— START TEXT PASSAGE —
I have attached the security keys here as the cluster does not exist anymore and it might help to understand if I am providing the secrets in wrong format.

Curl Payload used to create connector


curl --location --request POST 'http://localhost:8083/connectors' \
--header 'Content-Type: application/json' \
--data-raw '{
    "name": "jdbc-media-events-sink",
    "config": {
        "connector.class": "io.confluent.connect.jdbc.JdbcSinkConnector",
        "tasks.max": 1,
        "connection.url": "jdbc:xxxxxxx://xxxxxxxxxxx.xxxxxxxxxxx.ap-south-1.rds.amazonaws.com:5432/xxxxxxxx",
        "connection.user": "xxxxxxxxx",
        "connection.password": "xxxxxx",
        "key.converter": "org.apache.kafka.connect.storage.StringConverter",
        "key.converter.schemas.enable": "false",
        "value.converter": "io.confluent.connect.avro.AvroConverter",
        "value.converter.schema.registry.url": "https://psrc-p6o1m.eu-central-1.aws.confluent.cloud",
        "value.converter.schemas.enable": "true",
        "topics": "media_events",
        "table.name.format": "${topic} ",
        "auto.create": "true",
        "poll.interval.ms": 1000,
        "pk.mode": "kafka",
        "pk.fields": "",
        "insert.mode": "INSERT",
        "transforms": "renameTopic",
        "transforms.renameTopic.type": "org.apache.kafka.connect.transforms.RegexRouter",
        "transforms.renameTopic.regex": "media_events",
        "transforms.renameTopic.replacement": "media_events"
— END TEXT PASSAGE —
> **TASKS TO CARRY OUT**:
A. In the Kafka connector post, change "cluster" to "environment" and write out the passage from "I have attached" to "in wrong format.".
B. Answer these questions about the Kafka connector post:
(i) On which port of localhost is the connector-creation request sent?
(ii) What value is given for "insert.mode"?
(iii) Which class is set as the "key.converter"?
C. According to the Kafka connector post, why are the security keys attached?
— START STORED DATA —
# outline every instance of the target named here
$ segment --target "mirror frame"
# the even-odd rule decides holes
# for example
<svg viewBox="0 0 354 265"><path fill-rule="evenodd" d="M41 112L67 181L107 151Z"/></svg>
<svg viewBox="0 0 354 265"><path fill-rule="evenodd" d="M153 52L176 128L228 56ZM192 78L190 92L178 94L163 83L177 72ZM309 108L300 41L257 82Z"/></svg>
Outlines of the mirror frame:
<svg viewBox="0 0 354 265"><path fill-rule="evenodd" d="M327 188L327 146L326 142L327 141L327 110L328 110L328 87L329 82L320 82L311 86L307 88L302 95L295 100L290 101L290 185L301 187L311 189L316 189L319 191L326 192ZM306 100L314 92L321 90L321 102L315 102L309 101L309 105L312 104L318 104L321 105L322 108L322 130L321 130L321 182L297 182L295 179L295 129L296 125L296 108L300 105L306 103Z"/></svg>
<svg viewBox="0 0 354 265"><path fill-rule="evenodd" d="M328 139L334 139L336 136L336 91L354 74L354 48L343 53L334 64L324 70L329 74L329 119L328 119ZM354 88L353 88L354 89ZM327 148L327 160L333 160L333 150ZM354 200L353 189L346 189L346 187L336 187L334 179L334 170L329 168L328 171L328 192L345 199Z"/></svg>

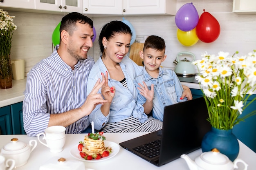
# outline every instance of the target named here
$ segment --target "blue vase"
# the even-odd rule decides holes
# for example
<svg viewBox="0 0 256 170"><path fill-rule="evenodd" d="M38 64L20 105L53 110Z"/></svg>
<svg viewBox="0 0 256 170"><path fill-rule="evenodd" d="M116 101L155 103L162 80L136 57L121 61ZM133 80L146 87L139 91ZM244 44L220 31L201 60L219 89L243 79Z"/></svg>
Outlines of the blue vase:
<svg viewBox="0 0 256 170"><path fill-rule="evenodd" d="M223 130L212 127L203 138L202 150L203 152L208 152L213 148L218 149L232 162L239 152L238 141L232 130Z"/></svg>

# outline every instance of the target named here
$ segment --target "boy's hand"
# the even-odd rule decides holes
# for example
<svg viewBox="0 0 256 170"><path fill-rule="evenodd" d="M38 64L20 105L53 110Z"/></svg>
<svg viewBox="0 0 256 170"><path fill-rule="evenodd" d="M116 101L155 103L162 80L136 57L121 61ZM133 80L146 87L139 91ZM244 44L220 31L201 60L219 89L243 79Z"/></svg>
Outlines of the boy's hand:
<svg viewBox="0 0 256 170"><path fill-rule="evenodd" d="M140 83L138 84L140 87L140 88L139 87L137 88L140 92L139 94L144 96L147 101L152 101L154 97L154 84L151 84L151 89L149 90L148 88L148 86L145 82L142 82L142 83L144 86L142 86Z"/></svg>
<svg viewBox="0 0 256 170"><path fill-rule="evenodd" d="M183 88L183 89L184 89L184 91L183 91L183 92L182 93L182 95L180 97L180 99L182 100L184 98L184 97L186 97L188 99L188 100L192 100L193 97L192 95L191 91L189 88L186 86L182 85L182 86Z"/></svg>

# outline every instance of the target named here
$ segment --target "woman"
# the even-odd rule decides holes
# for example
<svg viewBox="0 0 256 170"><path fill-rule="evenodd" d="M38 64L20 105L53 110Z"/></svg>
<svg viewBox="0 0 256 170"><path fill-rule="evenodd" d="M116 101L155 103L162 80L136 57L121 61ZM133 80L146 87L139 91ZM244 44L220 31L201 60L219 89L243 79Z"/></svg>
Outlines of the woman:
— END STORED DATA —
> **SOLUTIONS FOR EACH TASK**:
A.
I have attached the security keys here as the environment does not exist anymore and it might help to understand if I am providing the secrets in wrong format.

B.
(i) 8083
(ii) INSERT
(iii) org.apache.kafka.connect.storage.StringConverter

C. The cluster no longer exists. Seeing the keys might also help show whether the secrets are being provided in the wrong format.